Stored records:
□ □ □
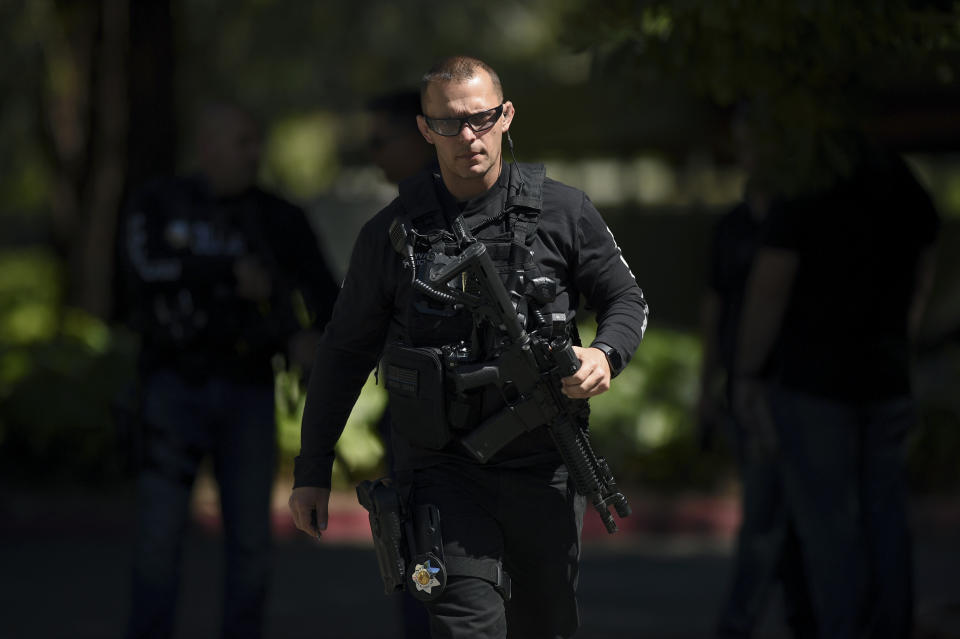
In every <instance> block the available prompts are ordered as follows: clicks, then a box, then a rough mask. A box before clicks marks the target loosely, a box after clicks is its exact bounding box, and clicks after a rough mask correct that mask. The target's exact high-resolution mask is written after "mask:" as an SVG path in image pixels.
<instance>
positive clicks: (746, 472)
mask: <svg viewBox="0 0 960 639" xmlns="http://www.w3.org/2000/svg"><path fill="white" fill-rule="evenodd" d="M758 118H759V116H758V114H757V113H756V112H755V109H754V108H751V107H750V106H748V105H744V106H743V107H742V108H741V109H739V110H738V111H737V113H736V114H735V117H734V122H733V127H732V133H733V138H734V141H735V146H736V150H737V154H738V162H739V164H740V166H741V167H742V168H743V169H744V170H745V171H746V172H747V174H748V176H749V178H748V181H747V184H746V186H745V188H744V199H743V201H742V202H740V203H739V204H738V205H737V206H735V207H734V208H733V209H731V210H730V211H729V212H727V213H726V214H725V215H723V217H722V218H721V219H720V221H719V222H718V223H717V225H716V228H715V229H714V233H713V243H712V248H711V255H710V262H709V265H710V271H709V275H708V284H707V290H706V291H705V293H704V296H703V302H702V307H701V312H702V317H701V323H702V334H703V340H704V357H703V367H702V372H701V380H700V381H701V391H700V398H699V419H700V428H701V435H702V436H703V437H704V443H705V446H707V447H709V446H710V440H712V438H713V437H714V436H715V434H716V433H717V431H719V430H721V429H722V430H724V431H729V432H727V433H725V434H727V435H729V436H730V437H731V439H732V443H733V445H734V450H735V453H736V458H737V462H738V466H739V470H740V479H741V484H742V490H741V500H740V502H741V505H740V511H741V524H740V530H739V532H738V535H737V548H736V554H735V559H734V566H733V579H732V583H731V586H730V591H729V593H728V595H727V598H726V600H725V603H724V605H723V607H722V609H721V612H720V616H719V619H718V623H717V636H718V637H722V638H725V639H727V638H728V639H733V638H744V639H745V638H748V637H750V636H752V633H753V631H754V628H755V627H756V625H757V622H758V621H759V619H760V617H761V615H762V613H763V610H764V607H765V605H766V604H767V602H768V600H769V594H770V592H771V590H772V587H773V586H774V584H775V582H776V581H779V582H780V583H781V584H782V586H783V595H784V603H785V609H786V614H787V623H788V625H789V626H790V628H791V629H792V631H793V636H795V637H812V636H814V632H815V629H814V622H813V613H812V610H811V608H810V600H809V597H808V595H807V589H806V583H805V579H804V575H803V566H802V564H801V560H800V555H799V547H798V545H797V541H796V535H795V532H794V527H793V525H792V522H791V521H790V518H789V516H788V514H787V510H786V505H785V504H784V501H783V486H782V480H781V478H780V470H779V462H778V460H777V457H776V455H775V454H768V451H767V450H766V447H765V446H762V445H759V443H758V441H757V440H756V438H755V437H754V436H753V435H754V433H752V432H751V431H750V429H748V428H745V427H744V425H743V424H742V423H740V422H739V421H738V420H737V419H736V418H735V417H734V416H733V415H731V414H730V406H731V404H732V399H731V386H732V384H731V382H732V379H733V375H732V371H733V364H734V355H735V353H736V341H737V330H738V328H739V323H740V316H741V312H742V309H743V298H744V294H745V289H746V283H747V276H748V275H749V273H750V267H751V266H752V265H753V260H754V256H755V255H756V252H757V249H758V248H759V246H760V241H761V233H762V227H763V222H764V220H765V218H766V217H767V212H768V210H769V208H770V199H771V193H772V192H773V191H774V189H773V188H772V186H771V184H770V183H769V180H768V179H766V177H765V174H764V171H763V169H762V168H761V166H759V165H760V164H762V163H763V159H762V158H763V157H764V156H765V155H766V154H767V153H769V152H770V151H771V149H768V148H766V147H767V146H769V145H768V143H767V142H768V141H767V140H766V139H765V136H764V133H763V129H762V128H761V124H760V123H759V122H758ZM721 387H722V390H721Z"/></svg>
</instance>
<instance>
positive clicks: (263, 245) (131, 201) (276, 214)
mask: <svg viewBox="0 0 960 639" xmlns="http://www.w3.org/2000/svg"><path fill="white" fill-rule="evenodd" d="M195 138H196V139H195V142H196V154H197V158H196V159H197V163H198V166H197V169H198V170H197V172H196V173H195V174H192V175H188V176H183V177H171V178H164V179H159V180H156V181H154V182H152V183H149V184H147V185H145V186H144V187H143V188H142V189H140V190H139V191H138V192H137V193H135V194H134V196H133V197H132V198H131V201H130V203H129V206H128V209H127V211H126V213H125V216H124V221H123V233H122V235H121V240H122V242H123V245H122V255H123V265H124V267H125V274H126V281H127V285H128V287H129V290H128V296H127V298H126V299H128V300H130V307H129V308H128V309H127V316H128V321H129V323H130V325H131V326H132V327H133V328H134V329H135V330H136V331H138V332H139V334H140V337H141V349H140V357H139V377H140V393H141V397H142V400H141V408H140V411H141V412H140V421H141V424H142V430H143V435H142V439H143V449H142V453H141V455H142V458H141V460H140V464H139V472H138V477H137V513H136V518H137V537H136V542H135V555H134V566H133V591H132V597H131V613H130V621H129V626H128V629H127V636H128V637H131V638H133V637H169V636H171V635H172V633H173V623H174V618H175V603H176V597H177V591H178V581H179V563H180V550H181V544H182V538H183V533H184V530H185V527H186V525H187V519H188V504H189V498H190V491H191V487H192V485H193V482H194V479H195V477H196V475H197V471H198V468H199V466H200V464H201V462H202V460H203V459H205V458H206V457H207V456H208V455H209V456H212V458H213V468H214V473H215V476H216V479H217V483H218V486H219V489H220V505H221V510H222V514H223V524H224V543H225V549H226V561H225V575H224V589H225V593H224V604H223V626H222V636H223V637H260V636H261V633H262V627H263V611H264V604H265V597H266V594H267V592H266V589H267V582H268V578H269V570H270V552H271V550H270V546H271V540H270V496H271V492H272V486H273V480H274V466H275V457H276V452H275V424H274V391H273V372H274V371H273V366H272V363H271V360H272V359H273V358H274V356H275V355H276V354H277V353H286V354H288V355H289V356H290V358H291V360H292V362H293V363H294V364H297V363H299V364H301V365H302V366H309V363H310V361H311V360H312V355H313V353H312V350H313V345H315V343H316V341H317V339H318V332H319V331H320V330H321V329H322V328H323V327H324V325H325V324H326V322H327V320H328V318H329V317H330V313H331V310H332V307H333V303H334V300H335V298H336V295H337V291H338V288H337V284H336V282H335V281H334V279H333V277H332V276H331V274H330V272H329V270H328V268H327V265H326V262H325V260H324V259H323V257H322V255H321V253H320V250H319V248H318V242H317V237H316V236H315V235H314V232H313V230H312V229H311V227H310V225H309V223H308V222H307V219H306V217H305V215H304V213H303V212H302V211H301V210H300V209H299V208H297V207H296V206H294V205H292V204H290V203H288V202H286V201H284V200H283V199H281V198H279V197H277V196H276V195H273V194H271V193H269V192H267V191H265V190H263V189H261V188H259V187H257V186H256V177H257V172H258V167H259V161H260V147H261V130H260V127H259V125H258V123H257V122H256V120H255V119H254V118H253V117H252V116H251V115H250V114H249V113H248V112H247V111H246V110H244V109H242V108H240V107H239V106H236V105H233V104H229V103H216V104H207V105H206V106H204V107H203V108H202V109H201V111H200V115H199V118H198V121H197V131H196V136H195Z"/></svg>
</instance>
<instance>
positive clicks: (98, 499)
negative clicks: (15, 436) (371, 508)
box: [0, 493, 960, 639]
mask: <svg viewBox="0 0 960 639" xmlns="http://www.w3.org/2000/svg"><path fill="white" fill-rule="evenodd" d="M200 501H201V502H202V500H200ZM632 501H633V502H634V504H635V505H636V506H638V508H637V510H638V515H639V516H638V517H637V521H638V522H641V524H642V525H641V524H638V525H636V526H634V527H631V528H628V529H627V530H625V531H623V532H621V533H619V534H618V535H615V536H613V537H610V538H607V537H606V536H605V535H603V533H602V532H599V531H598V526H593V525H591V526H590V528H588V530H587V532H586V534H585V536H586V541H585V549H584V559H583V567H582V581H581V588H580V595H581V606H582V612H583V629H582V631H581V632H580V633H579V634H578V635H577V636H578V638H580V639H607V638H609V639H616V638H621V637H622V638H632V637H645V638H655V639H694V638H698V639H701V638H706V637H709V636H710V629H711V626H712V624H713V619H714V616H715V613H716V610H717V608H718V606H719V602H720V600H721V598H722V596H723V592H724V589H725V585H726V582H727V578H728V570H729V558H730V554H729V549H730V531H731V530H732V526H733V525H735V504H733V503H732V502H724V501H720V502H717V501H715V500H714V501H711V500H703V499H697V498H687V499H675V500H670V501H669V502H668V501H666V500H661V501H659V502H658V500H641V499H639V498H634V499H633V500H632ZM641 502H644V503H645V504H646V505H644V503H641ZM711 504H712V505H711ZM954 505H957V504H956V502H954V503H953V504H952V505H951V504H950V503H947V505H946V506H944V504H943V503H942V502H940V503H938V505H937V506H936V507H929V506H926V505H922V504H918V505H917V507H916V508H915V526H916V527H917V528H918V537H917V545H916V570H917V576H918V599H919V615H920V624H919V625H920V632H919V633H918V639H921V638H922V639H934V638H937V639H944V638H947V637H950V638H960V576H958V575H960V541H958V540H960V512H958V509H957V508H954V507H953V506H954ZM129 507H130V498H129V497H128V496H124V495H122V494H120V495H118V494H114V495H111V496H96V497H93V496H86V495H75V496H72V497H64V496H60V497H59V498H57V499H51V498H49V496H44V495H39V494H22V493H21V494H18V495H6V496H4V497H3V500H2V501H0V638H2V639H60V638H64V639H67V638H69V639H108V638H113V637H120V636H121V633H122V626H123V621H124V617H125V615H126V612H127V593H126V585H127V580H128V571H129V553H130V537H129V532H130V531H129V525H128V524H127V523H126V521H125V518H124V513H125V512H127V511H126V510H125V509H128V508H129ZM335 508H336V514H335V516H334V518H333V521H332V524H331V533H330V534H329V535H327V537H326V538H325V539H324V541H323V542H322V543H319V544H318V543H315V542H314V541H312V540H310V539H308V538H306V537H305V536H300V535H299V534H297V535H294V534H292V533H291V531H290V528H289V524H288V523H287V521H286V519H285V517H284V515H283V512H282V509H278V512H277V515H276V518H275V524H276V526H275V528H276V530H277V537H278V543H277V553H276V557H277V565H276V571H275V575H274V583H273V590H272V595H273V596H272V598H271V603H270V608H269V620H268V627H269V633H268V637H269V638H270V639H299V638H301V637H302V638H308V637H309V638H314V639H315V638H320V637H344V638H356V639H367V638H370V639H374V638H383V639H390V638H393V637H398V636H399V635H398V633H397V631H396V625H397V619H398V615H397V611H396V609H395V604H396V601H395V600H393V599H391V598H389V597H386V596H384V595H383V594H382V592H381V589H380V583H379V577H378V575H377V568H376V563H375V558H374V555H373V552H372V550H371V548H370V547H369V545H368V544H367V543H365V541H364V539H365V535H363V534H361V533H364V532H365V531H364V528H363V526H365V522H364V520H363V517H362V511H360V512H358V511H357V510H356V509H355V508H354V507H353V505H352V499H351V498H350V496H349V495H347V496H344V497H343V498H341V499H339V500H337V502H336V503H335ZM711 513H712V514H711ZM732 515H734V517H733V519H731V516H732ZM588 517H591V518H592V519H596V517H595V515H594V514H593V513H589V514H588ZM337 529H340V533H339V534H338V533H335V532H334V531H335V530H337ZM357 531H359V532H357ZM366 534H368V533H366ZM184 559H185V562H184V589H183V592H182V602H183V605H182V607H181V610H180V623H179V628H180V631H179V633H178V635H177V638H178V639H207V638H211V637H216V636H217V615H218V605H219V604H218V595H217V593H218V592H219V586H220V584H219V576H218V575H219V568H220V565H221V561H222V559H221V556H220V550H219V544H218V542H217V537H216V521H215V519H212V518H211V515H210V513H209V509H208V507H205V506H204V505H203V504H202V503H198V506H197V524H196V525H195V526H194V527H193V529H192V531H191V533H190V535H189V538H188V540H187V544H186V548H185V558H184ZM758 635H759V637H760V638H761V639H773V638H776V637H781V636H784V634H783V627H782V625H781V624H780V622H779V610H778V607H777V604H776V603H775V604H774V605H773V606H772V607H771V610H770V612H769V614H768V615H767V617H766V618H765V620H764V622H763V625H762V628H761V631H760V632H759V633H758Z"/></svg>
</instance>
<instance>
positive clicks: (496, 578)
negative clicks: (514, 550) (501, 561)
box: [443, 555, 511, 601]
mask: <svg viewBox="0 0 960 639" xmlns="http://www.w3.org/2000/svg"><path fill="white" fill-rule="evenodd" d="M443 562H444V565H446V568H447V575H448V576H450V577H475V578H477V579H483V580H484V581H489V582H490V583H492V584H493V587H494V588H495V589H496V590H497V592H499V593H500V596H501V597H503V600H504V601H510V589H511V582H510V575H508V574H507V572H506V571H505V570H504V569H503V564H502V563H501V562H500V561H498V560H496V559H493V558H492V557H459V556H451V555H447V556H446V557H444V558H443Z"/></svg>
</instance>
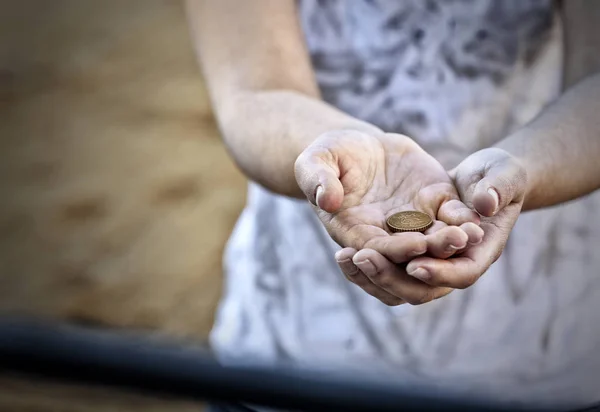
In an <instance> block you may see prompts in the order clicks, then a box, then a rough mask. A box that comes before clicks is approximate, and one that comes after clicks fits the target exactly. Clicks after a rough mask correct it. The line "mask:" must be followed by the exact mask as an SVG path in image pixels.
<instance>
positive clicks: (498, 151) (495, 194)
mask: <svg viewBox="0 0 600 412" xmlns="http://www.w3.org/2000/svg"><path fill="white" fill-rule="evenodd" d="M488 150H489V152H488V153H485V155H484V156H478V154H477V153H475V155H473V158H472V159H467V160H466V162H465V163H466V164H465V166H464V167H465V170H461V165H459V166H458V167H457V170H455V171H453V172H454V173H453V175H454V176H455V179H456V183H457V187H458V189H459V192H461V193H460V195H461V198H462V199H463V201H464V202H466V203H468V204H472V205H473V208H474V209H475V211H477V212H478V213H479V214H480V215H482V216H487V217H490V216H494V215H496V214H497V213H498V212H499V211H500V210H502V209H504V208H505V207H506V206H507V205H509V204H511V203H513V202H516V203H519V202H522V201H523V198H524V195H525V188H526V184H527V173H526V171H525V168H524V167H523V166H522V165H521V164H520V162H519V161H518V160H517V159H515V158H514V157H513V156H511V155H510V154H509V153H507V152H505V151H504V150H501V149H488ZM474 175H476V176H479V179H474ZM462 183H466V184H462ZM461 188H466V190H464V191H463V190H461Z"/></svg>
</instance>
□ □ □
*WORK REQUIRED*. Give back, word for word, the lines from the one with "negative clicks: (514, 550) (501, 561)" to the end of the records above, and no pictures.

*TASK SOLUTION*.
negative clicks: (514, 550) (501, 561)
box: [443, 555, 511, 601]
mask: <svg viewBox="0 0 960 639" xmlns="http://www.w3.org/2000/svg"><path fill="white" fill-rule="evenodd" d="M443 562H444V565H446V568H447V575H448V576H450V577H475V578H477V579H483V580H484V581H489V582H490V583H492V584H493V587H494V588H495V589H496V590H497V592H499V593H500V596H501V597H503V600H504V601H510V589H511V582H510V575H508V574H507V572H506V571H505V570H504V569H503V564H502V563H501V562H500V561H498V560H496V559H493V558H492V557H459V556H451V555H447V556H446V557H444V558H443Z"/></svg>
</instance>
In an <instance> block you may see prompts in the order clicks, then a box, then a rough mask. A box that comes before clicks is approximate, and one that comes after clicks fits the target exactly. Clicks after a rough mask correct it. The line "mask:" must be followed by the exact mask as an SVG path in image pixels.
<instance>
positive clicks: (498, 151) (495, 194)
mask: <svg viewBox="0 0 600 412" xmlns="http://www.w3.org/2000/svg"><path fill="white" fill-rule="evenodd" d="M488 150H489V152H488V153H485V155H484V156H478V154H477V153H475V155H473V158H472V159H467V160H466V162H465V163H466V164H465V166H464V167H465V170H461V165H459V166H458V167H457V170H455V171H453V172H454V173H453V175H454V176H455V179H456V183H457V187H458V189H459V192H461V193H460V195H461V198H462V199H463V201H464V202H466V203H468V204H472V205H473V208H474V209H475V211H477V212H478V213H479V214H480V215H482V216H487V217H490V216H494V215H496V214H497V213H498V212H499V211H500V210H502V209H504V208H505V207H506V206H507V205H509V204H511V203H513V202H516V203H519V202H522V201H523V198H524V195H525V188H526V184H527V173H526V171H525V168H524V167H523V166H522V165H521V164H520V162H519V161H518V160H517V159H515V158H514V157H513V156H511V155H510V154H509V153H507V152H505V151H504V150H501V149H488ZM474 175H476V176H479V179H474ZM462 183H466V184H462ZM461 188H466V190H464V191H463V190H461Z"/></svg>
</instance>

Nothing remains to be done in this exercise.